- [Directive]:
Return every one of the records below word for word, leaving the pictures out.

- [Working data]:
--- START ---
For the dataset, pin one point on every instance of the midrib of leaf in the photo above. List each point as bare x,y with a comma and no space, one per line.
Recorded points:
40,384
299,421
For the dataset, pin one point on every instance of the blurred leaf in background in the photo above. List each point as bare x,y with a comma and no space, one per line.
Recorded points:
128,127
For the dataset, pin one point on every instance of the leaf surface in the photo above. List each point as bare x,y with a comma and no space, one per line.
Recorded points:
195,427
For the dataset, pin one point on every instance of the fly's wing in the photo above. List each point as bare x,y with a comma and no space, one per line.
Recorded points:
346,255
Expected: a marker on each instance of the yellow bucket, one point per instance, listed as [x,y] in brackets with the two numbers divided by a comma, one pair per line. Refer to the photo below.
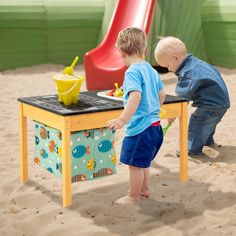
[68,87]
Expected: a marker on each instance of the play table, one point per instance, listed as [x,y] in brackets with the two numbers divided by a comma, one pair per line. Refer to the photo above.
[90,113]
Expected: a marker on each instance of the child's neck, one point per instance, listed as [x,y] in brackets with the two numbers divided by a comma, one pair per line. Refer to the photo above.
[133,59]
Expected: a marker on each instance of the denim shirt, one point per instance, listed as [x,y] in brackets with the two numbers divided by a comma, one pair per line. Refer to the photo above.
[201,83]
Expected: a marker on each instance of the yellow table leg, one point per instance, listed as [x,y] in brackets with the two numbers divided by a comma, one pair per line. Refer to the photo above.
[23,146]
[66,165]
[184,142]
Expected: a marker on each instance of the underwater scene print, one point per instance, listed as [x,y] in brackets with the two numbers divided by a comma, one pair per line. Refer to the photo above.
[92,152]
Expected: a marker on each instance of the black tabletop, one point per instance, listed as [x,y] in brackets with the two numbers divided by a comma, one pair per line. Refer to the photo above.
[88,102]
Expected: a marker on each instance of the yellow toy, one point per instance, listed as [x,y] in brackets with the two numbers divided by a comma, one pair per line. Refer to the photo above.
[68,87]
[69,70]
[118,91]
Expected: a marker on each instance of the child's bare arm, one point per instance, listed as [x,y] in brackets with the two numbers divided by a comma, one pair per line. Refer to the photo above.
[130,109]
[161,96]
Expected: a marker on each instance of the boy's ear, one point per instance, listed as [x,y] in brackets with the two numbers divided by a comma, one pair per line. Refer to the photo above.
[175,57]
[123,54]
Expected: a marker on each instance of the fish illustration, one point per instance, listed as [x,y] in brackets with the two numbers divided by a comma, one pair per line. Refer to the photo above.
[51,145]
[44,134]
[80,151]
[50,170]
[103,172]
[59,151]
[80,177]
[37,160]
[43,153]
[89,133]
[36,140]
[91,164]
[105,146]
[59,134]
[113,159]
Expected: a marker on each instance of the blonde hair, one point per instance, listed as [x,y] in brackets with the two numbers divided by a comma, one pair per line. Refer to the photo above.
[132,41]
[170,45]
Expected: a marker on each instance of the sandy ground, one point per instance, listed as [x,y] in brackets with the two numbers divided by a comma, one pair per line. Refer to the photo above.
--- END ---
- [The completed task]:
For the dataset, pin one point on every instance of the midrib of leaf in the photo above. List each point as bare x,y with a comma and no space, one per line.
Recorded points:
40,384
299,421
For the dataset, pin one point on every instance of the blurred leaf in background in the photo above. List each point as bare x,y with a comma and no space, one per line.
Recorded points:
128,127
For the dataset, pin one point on every instance of the leaf surface in the photo above. List each point as bare x,y with a comma and no space, one per line.
Recorded points:
195,427
For the dataset, pin one point on every instance of the fly's wing in the photo above. List each point as bare x,y with a comma and no space, one per line.
Recorded points:
346,255
Expected: a marker on each instance of the yellow bucket, one point per instance, listed as [x,y] in brackets with the two numbers divided by a comma, one pair per line. Refer to the photo below.
[68,87]
Expected: a marker on each instance of the play table, one point per instance, listed as [x,y] in brackets with the two numbers divided by a comma, one pair per line. Refer to the photo above.
[90,113]
Expected: a marker on each instance of the child's neck, one point per instance, listed as [x,y] in brackets with the two numbers divided by a comma, one pair per line. Refer to the photo above.
[133,59]
Expected: a marker on each instance of the denim shirt, one point per instance, listed as [x,y] in brackets with the two numbers divided by a comma, one pair per line. Refer to the photo above.
[201,83]
Expected: a marker on each instance of the yellow table leg, one point per instance, listed as [x,y] in brackets with the two numbers divided by a comma, one pair per line. Refer to the photo above.
[23,146]
[66,165]
[184,142]
Expected: a marker on each instance of the underwater scene print, one point per instance, listed as [x,y] in brackets with the two numbers divided by a comma, one pair per line. Refer to the photo above.
[92,152]
Expected: a marker on each instance of the black tabletop, one point per instance, listed as [x,y] in brackets with the two numbers divided by a comma, one pair per line. Refer to the photo above.
[88,102]
Expected: a marker on each instance of the yellow toy, one point per instance, listed as [x,y] in brackets with the two numbers divided by a comma, one pair per line. Refer to the photo above.
[68,87]
[69,70]
[118,91]
Expected: a marker on each instance of the child's bare arm, one point per instance, listed as [x,y] in brackets with the two numbers divided by a comma, one pair per line. Refer to the photo above.
[130,109]
[161,96]
Expected: a marker on each instance of the boy's ear, one point per instance, listed as [x,y] in brackets with the two numbers divided by a comma, one pair per line. Refer to the photo above.
[175,57]
[123,54]
Expected: a marker on each instance of the fish illustration, one point per instance, listed as [x,y] in brackets with the two numbers divided by a comma, one pair per line. Refer to the photo above.
[51,145]
[44,134]
[80,151]
[50,170]
[103,172]
[59,151]
[80,177]
[37,160]
[43,153]
[89,133]
[36,140]
[91,164]
[105,146]
[59,134]
[113,159]
Expected: a marker on each instance of the blonde hair, one point per instance, listed as [x,y] in brackets with the two numbers divided by a comma, one pair per line. Refer to the photo above.
[132,41]
[170,45]
Expected: a marker on each instance of the sandy ground, one point per instance, listed as [x,y] in brackets with the two numbers divided by a comma, one pair per line. Refer to the photo above.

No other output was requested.